(Natural-language object grounding data)

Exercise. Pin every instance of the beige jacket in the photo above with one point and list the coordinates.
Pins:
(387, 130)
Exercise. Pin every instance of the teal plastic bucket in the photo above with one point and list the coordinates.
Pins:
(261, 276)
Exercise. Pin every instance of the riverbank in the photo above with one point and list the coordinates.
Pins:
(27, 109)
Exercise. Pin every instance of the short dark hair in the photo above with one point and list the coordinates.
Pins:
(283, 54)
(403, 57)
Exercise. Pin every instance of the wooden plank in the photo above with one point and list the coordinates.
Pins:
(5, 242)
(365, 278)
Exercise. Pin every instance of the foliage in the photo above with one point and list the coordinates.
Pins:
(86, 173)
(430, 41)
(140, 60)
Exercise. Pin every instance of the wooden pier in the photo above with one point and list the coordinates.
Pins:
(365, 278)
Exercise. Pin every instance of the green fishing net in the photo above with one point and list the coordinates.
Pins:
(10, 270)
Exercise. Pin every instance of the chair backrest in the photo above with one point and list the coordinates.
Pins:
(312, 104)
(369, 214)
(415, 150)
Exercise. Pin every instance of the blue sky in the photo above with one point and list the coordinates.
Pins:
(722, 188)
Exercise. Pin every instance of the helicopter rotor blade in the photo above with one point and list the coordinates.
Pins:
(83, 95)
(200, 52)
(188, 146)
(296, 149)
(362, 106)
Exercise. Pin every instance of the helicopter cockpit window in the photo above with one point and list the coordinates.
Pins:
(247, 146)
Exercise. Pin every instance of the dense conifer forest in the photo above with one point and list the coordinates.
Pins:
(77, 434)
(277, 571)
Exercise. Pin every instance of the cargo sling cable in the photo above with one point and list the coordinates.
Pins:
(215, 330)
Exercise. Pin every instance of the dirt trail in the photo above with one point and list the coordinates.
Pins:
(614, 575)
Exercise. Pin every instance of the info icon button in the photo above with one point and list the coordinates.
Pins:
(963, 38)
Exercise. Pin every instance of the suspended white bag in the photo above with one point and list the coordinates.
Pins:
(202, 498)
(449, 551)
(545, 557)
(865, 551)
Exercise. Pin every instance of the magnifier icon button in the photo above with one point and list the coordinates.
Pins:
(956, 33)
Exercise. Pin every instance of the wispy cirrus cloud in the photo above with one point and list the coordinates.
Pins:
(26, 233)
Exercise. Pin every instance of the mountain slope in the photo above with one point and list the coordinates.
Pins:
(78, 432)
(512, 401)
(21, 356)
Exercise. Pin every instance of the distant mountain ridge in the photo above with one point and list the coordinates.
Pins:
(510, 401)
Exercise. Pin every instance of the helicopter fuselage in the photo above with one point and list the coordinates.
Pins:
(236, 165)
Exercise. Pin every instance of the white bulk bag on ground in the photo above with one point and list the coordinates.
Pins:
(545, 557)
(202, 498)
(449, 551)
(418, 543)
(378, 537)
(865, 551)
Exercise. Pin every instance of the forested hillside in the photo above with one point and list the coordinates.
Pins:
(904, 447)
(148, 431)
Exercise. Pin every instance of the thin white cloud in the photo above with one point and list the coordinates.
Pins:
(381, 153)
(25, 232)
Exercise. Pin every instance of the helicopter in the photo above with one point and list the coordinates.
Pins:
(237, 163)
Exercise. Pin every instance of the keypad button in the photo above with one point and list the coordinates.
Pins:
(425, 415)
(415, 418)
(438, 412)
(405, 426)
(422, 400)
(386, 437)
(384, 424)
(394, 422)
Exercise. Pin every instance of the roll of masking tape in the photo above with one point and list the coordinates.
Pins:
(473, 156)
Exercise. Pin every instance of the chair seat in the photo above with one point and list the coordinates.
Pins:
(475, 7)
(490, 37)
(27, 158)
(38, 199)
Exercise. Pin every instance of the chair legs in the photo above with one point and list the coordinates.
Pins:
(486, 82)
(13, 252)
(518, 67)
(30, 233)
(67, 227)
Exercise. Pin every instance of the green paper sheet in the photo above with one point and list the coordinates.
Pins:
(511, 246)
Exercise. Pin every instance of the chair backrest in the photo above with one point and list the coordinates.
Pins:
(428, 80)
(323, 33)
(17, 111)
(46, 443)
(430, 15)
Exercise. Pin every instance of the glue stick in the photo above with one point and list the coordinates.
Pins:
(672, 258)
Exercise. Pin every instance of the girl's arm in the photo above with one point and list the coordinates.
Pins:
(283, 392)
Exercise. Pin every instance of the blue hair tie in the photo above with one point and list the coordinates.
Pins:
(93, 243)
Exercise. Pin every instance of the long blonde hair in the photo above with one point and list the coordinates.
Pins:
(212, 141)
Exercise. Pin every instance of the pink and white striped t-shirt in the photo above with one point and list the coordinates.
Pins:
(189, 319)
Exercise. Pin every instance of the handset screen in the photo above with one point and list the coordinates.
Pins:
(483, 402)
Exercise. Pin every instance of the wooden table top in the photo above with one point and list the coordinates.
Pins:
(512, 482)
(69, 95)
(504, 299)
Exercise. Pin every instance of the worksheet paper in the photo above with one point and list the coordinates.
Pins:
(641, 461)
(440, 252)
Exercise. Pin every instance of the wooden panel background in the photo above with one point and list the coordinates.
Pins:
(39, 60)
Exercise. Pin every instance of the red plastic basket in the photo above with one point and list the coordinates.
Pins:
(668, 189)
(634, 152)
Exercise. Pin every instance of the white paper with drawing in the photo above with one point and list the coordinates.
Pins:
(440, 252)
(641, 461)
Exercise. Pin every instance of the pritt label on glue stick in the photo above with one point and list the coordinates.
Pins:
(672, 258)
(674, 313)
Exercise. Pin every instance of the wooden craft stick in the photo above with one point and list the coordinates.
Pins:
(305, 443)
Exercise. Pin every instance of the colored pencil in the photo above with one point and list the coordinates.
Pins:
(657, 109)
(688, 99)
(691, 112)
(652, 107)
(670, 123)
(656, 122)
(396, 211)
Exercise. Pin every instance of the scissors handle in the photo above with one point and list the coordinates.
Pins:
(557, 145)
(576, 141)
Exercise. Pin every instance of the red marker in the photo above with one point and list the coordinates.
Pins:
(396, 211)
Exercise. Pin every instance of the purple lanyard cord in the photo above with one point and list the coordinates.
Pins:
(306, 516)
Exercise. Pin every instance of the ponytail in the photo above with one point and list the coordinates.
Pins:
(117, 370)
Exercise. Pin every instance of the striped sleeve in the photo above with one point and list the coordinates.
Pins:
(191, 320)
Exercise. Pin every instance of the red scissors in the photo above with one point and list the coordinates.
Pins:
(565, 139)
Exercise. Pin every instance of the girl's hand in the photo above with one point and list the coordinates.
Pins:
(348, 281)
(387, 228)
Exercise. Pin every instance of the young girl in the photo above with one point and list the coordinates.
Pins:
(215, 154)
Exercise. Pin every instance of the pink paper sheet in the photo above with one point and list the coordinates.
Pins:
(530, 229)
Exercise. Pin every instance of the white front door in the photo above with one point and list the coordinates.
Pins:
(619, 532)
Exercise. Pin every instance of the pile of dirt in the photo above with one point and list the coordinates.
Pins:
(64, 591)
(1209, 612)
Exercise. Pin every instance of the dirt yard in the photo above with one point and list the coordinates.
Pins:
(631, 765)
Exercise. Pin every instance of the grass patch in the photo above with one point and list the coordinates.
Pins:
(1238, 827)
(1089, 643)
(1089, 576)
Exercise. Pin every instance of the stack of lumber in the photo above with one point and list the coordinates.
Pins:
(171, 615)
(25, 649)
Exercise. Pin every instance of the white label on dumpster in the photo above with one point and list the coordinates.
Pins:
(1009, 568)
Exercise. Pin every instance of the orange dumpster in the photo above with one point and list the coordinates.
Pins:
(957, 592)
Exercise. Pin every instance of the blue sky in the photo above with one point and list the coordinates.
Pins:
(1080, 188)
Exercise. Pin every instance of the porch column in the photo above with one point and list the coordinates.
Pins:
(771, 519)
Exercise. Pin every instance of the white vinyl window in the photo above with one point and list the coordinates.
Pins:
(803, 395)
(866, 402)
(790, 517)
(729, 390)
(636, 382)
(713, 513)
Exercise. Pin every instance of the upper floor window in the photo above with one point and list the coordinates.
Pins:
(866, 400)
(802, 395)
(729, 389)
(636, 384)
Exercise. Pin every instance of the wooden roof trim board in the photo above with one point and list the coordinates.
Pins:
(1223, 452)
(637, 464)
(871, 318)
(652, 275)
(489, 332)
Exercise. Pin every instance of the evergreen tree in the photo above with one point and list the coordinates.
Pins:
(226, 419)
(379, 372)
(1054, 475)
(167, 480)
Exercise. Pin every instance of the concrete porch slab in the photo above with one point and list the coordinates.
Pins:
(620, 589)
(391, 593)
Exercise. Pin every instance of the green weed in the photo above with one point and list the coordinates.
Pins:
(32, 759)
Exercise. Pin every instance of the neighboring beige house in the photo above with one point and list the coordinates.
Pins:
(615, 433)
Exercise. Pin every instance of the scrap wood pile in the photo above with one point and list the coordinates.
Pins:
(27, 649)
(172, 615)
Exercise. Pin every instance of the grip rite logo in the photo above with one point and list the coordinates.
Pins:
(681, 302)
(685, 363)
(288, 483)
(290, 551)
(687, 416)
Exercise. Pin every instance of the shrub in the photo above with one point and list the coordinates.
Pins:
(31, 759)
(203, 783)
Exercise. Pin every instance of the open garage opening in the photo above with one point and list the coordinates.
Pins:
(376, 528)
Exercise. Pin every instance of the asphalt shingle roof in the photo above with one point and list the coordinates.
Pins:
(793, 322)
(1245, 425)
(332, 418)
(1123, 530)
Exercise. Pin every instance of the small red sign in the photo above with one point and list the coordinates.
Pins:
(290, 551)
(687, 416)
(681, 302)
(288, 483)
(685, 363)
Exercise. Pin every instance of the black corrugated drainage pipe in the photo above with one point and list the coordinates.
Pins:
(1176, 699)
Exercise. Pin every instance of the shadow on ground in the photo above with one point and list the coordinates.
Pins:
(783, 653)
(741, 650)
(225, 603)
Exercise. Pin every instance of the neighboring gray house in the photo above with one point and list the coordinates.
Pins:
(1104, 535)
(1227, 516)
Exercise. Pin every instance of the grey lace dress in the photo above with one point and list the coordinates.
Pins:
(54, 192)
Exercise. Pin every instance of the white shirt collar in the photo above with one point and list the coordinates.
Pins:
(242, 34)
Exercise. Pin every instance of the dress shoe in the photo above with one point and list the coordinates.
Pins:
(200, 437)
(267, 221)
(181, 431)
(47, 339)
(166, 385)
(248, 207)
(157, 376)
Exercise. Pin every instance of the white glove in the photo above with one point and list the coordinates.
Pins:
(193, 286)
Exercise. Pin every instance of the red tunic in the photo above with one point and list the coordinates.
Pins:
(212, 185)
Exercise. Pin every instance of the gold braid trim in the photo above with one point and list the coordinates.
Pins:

Task to complete:
Return word for word the lines above from the line with "Exercise. Pin every instance of the handset" to the line with "Exercise. Pin every instance of the white paper", including both and leaving out all others.

Solution to this exercise:
Exercise. Pin every instance of the handset screen in the photo above with one point and list the coordinates.
Pins:
(483, 402)
Exercise. Pin every instance of the wooden table top in the photo above with one point and list the coordinates.
Pins:
(512, 482)
(69, 95)
(504, 299)
Exercise. Pin every instance of the worksheet paper in the photo above with one point and list the coordinates.
Pins:
(641, 461)
(440, 252)
Exercise. Pin every instance of the wooden panel background in the photo above with one point and list the coordinates.
Pins:
(39, 60)
Exercise. Pin every instance of the red plastic basket in the photo above with one point and list the coordinates.
Pins:
(668, 189)
(634, 152)
Exercise. Pin every instance of the white paper with drawing in the photo above with one point and list the coordinates.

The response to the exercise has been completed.